**Records supplied:**
⟨

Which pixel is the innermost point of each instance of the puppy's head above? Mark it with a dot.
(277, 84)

⟩
⟨

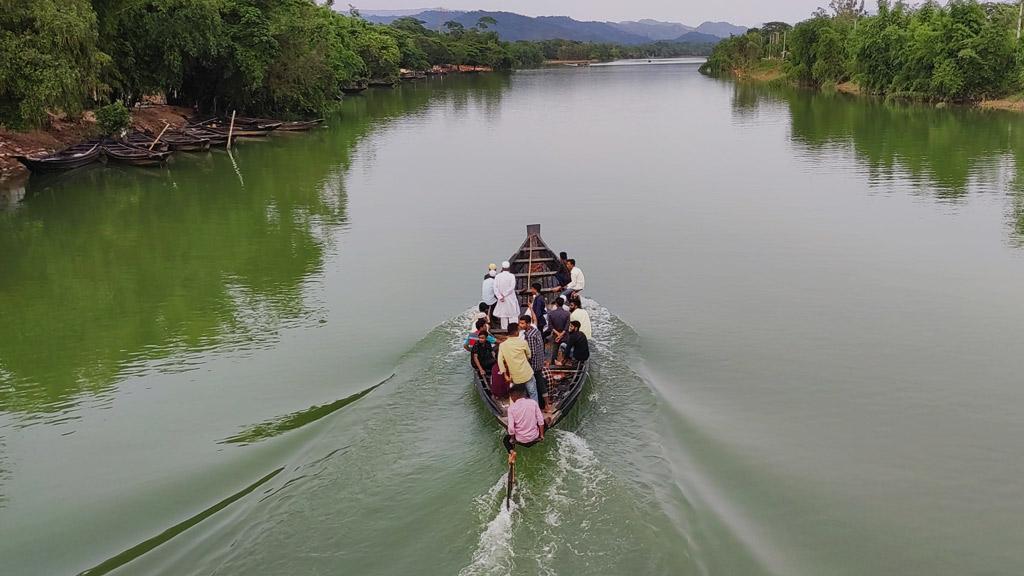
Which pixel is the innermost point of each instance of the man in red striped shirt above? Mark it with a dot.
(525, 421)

⟩
⟨

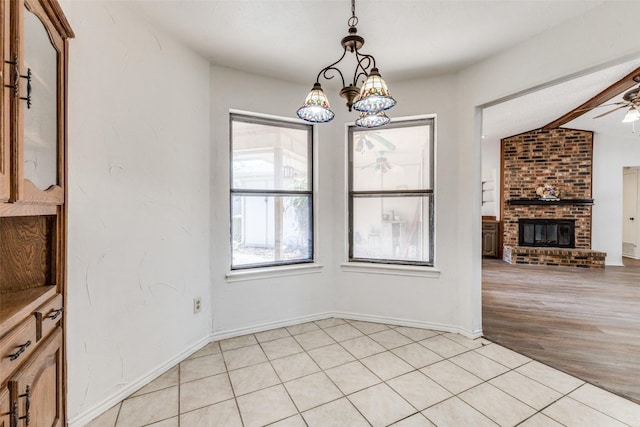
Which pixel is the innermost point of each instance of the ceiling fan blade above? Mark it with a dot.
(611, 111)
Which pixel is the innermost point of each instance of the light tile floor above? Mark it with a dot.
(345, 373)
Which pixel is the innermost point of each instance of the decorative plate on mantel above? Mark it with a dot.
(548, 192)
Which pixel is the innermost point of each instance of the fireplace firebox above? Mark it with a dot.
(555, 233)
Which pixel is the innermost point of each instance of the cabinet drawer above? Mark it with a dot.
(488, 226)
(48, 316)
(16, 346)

⟩

**What to work on:**
Please identify each line in the rows above that contains the word "decorative" and copy every such line in full. Matching is case-sensitive.

**Finished task:**
Which pixel is the innermost point of each instance of the decorative plate on mantel above? Mark it with a dot.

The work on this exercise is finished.